_RECORDS SUPPLIED_

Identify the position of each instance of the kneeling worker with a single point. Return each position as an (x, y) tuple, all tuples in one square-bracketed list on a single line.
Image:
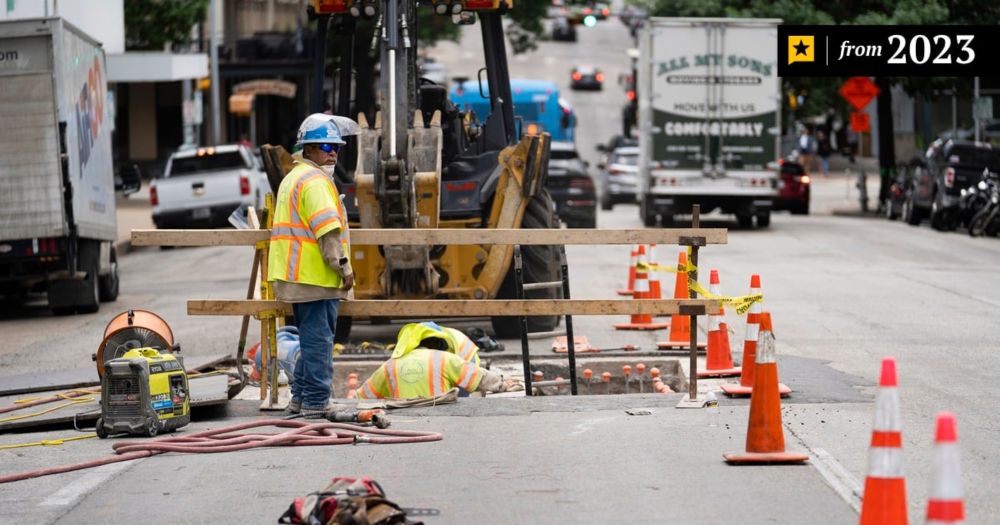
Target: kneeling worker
[(428, 362)]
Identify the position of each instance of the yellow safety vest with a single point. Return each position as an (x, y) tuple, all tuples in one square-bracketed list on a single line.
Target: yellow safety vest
[(410, 336), (308, 206), (420, 373)]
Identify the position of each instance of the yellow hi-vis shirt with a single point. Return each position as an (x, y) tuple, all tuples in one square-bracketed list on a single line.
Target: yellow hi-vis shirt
[(306, 208), (420, 373)]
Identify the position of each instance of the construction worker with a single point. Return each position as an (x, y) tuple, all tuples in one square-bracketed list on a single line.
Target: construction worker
[(308, 260), (425, 364)]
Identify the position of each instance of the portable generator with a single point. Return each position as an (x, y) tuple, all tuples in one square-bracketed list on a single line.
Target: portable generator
[(143, 392)]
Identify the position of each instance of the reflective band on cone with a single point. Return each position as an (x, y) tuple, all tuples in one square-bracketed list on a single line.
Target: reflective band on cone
[(765, 434), (945, 497), (884, 499), (641, 321), (719, 359), (745, 386), (680, 325)]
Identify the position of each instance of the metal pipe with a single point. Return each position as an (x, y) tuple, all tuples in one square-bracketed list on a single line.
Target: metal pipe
[(213, 39), (693, 363), (319, 64)]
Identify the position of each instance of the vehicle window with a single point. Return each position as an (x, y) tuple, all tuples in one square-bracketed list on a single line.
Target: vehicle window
[(975, 156), (563, 154), (219, 161), (628, 160)]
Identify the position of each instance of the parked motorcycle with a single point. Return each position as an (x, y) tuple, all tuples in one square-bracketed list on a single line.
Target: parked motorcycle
[(981, 205)]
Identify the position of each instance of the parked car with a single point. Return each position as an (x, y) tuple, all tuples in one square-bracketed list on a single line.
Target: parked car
[(571, 186), (793, 187), (619, 177), (947, 167), (563, 30), (201, 187), (586, 77)]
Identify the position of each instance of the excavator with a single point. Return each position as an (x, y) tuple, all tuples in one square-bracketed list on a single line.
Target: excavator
[(418, 161)]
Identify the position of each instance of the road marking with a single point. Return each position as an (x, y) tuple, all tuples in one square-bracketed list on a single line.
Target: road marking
[(840, 480), (74, 491)]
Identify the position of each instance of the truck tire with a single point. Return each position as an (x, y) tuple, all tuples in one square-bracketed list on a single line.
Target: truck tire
[(108, 284), (90, 261), (647, 214), (540, 265), (342, 334)]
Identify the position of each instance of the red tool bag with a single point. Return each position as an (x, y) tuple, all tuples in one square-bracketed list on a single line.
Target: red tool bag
[(346, 501)]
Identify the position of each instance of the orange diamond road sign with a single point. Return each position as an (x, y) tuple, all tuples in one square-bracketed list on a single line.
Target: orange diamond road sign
[(860, 121), (859, 91)]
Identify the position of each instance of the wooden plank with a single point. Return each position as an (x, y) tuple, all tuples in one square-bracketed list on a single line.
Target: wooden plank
[(469, 308), (444, 236)]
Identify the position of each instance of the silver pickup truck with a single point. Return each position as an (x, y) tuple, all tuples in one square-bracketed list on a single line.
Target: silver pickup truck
[(201, 187)]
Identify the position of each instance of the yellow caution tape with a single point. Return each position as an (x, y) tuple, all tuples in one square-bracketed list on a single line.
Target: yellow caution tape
[(741, 303), (47, 442)]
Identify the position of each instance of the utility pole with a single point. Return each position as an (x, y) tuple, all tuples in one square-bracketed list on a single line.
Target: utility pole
[(213, 42)]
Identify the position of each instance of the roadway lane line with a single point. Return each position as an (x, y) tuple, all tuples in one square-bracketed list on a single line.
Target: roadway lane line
[(75, 490), (834, 473)]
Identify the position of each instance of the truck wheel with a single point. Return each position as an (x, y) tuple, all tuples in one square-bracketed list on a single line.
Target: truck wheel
[(540, 265), (108, 284), (90, 261)]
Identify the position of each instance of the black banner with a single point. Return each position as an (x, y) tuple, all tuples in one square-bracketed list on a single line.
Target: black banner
[(902, 51)]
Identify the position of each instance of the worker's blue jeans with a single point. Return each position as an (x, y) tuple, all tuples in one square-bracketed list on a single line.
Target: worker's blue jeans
[(317, 321)]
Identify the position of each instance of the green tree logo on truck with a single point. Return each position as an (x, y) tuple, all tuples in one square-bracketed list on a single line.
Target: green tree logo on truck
[(90, 112)]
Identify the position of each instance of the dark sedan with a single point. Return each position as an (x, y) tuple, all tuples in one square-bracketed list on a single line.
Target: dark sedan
[(586, 77), (572, 188), (946, 169)]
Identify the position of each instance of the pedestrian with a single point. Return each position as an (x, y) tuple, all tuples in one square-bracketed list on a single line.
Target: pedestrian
[(309, 258), (427, 362), (806, 148), (823, 149)]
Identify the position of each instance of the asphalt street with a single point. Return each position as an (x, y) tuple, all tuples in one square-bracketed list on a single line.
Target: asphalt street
[(845, 290)]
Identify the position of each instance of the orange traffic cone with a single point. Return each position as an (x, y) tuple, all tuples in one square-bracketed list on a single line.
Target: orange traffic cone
[(633, 259), (944, 499), (680, 325), (745, 386), (719, 361), (765, 435), (653, 275), (641, 321), (884, 500)]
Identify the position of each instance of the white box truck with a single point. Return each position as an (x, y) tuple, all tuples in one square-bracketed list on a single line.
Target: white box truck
[(709, 114), (57, 186)]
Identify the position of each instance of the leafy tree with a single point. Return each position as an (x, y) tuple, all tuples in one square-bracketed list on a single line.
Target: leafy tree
[(150, 25)]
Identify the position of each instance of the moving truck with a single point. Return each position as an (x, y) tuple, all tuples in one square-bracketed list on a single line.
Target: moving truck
[(709, 113), (57, 186)]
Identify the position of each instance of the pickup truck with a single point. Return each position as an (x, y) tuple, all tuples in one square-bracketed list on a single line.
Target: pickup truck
[(201, 187)]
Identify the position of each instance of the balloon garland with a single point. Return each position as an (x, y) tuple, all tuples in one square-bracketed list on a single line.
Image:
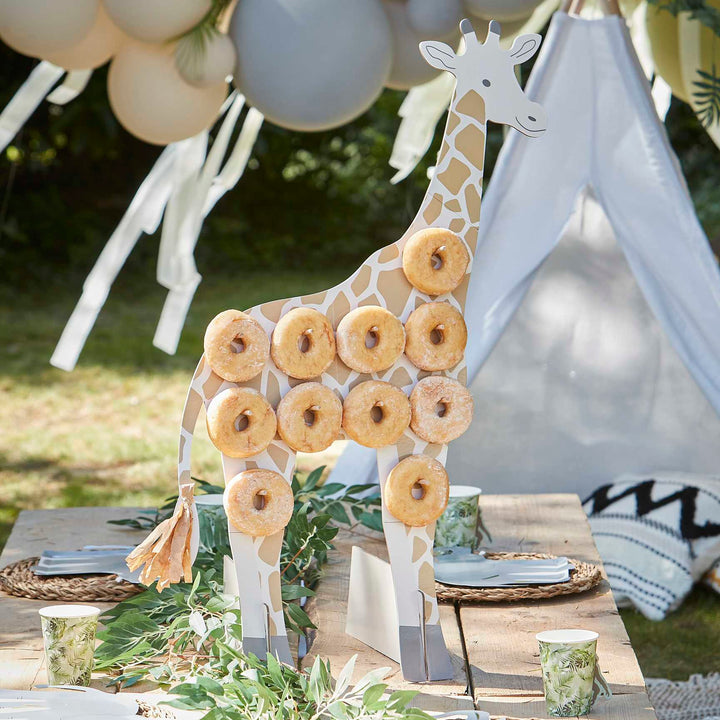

_TASK OBJECTIVE_
Reproduce verbatim, and with nothing further, the stretch of the records above from the line that contains "Identify the position of each instance of the yellow caution" through the line that contains "[(540, 265), (108, 284), (90, 261)]".

_FULL SOLUTION_
Identify the position of each instance of the yellow caution tape with a single point. Return each position as an (x, y) tuple, all tuples in one square-bracketed list on a single line.
Target: yellow caution tape
[(741, 303), (47, 442)]
Identify the position of each instance of the utility pole with a single point. Return each position as an (x, y) tuple, all tuples in one square-bracketed list on a single line.
Target: utility pole
[(213, 42)]
Identify the position of each instance of the roadway lane line with a single point. Return each position as an (x, y) tuple, all tuples in one square-bracketed list on a single line.
Target: roadway lane line
[(75, 490), (834, 473)]
Identify the position of each instance of the truck wheel with a single point. Return each position as an (x, y) tuple, all tuples in one square-bracketed list on a single line.
Target: truck wheel
[(540, 265), (108, 284), (90, 261)]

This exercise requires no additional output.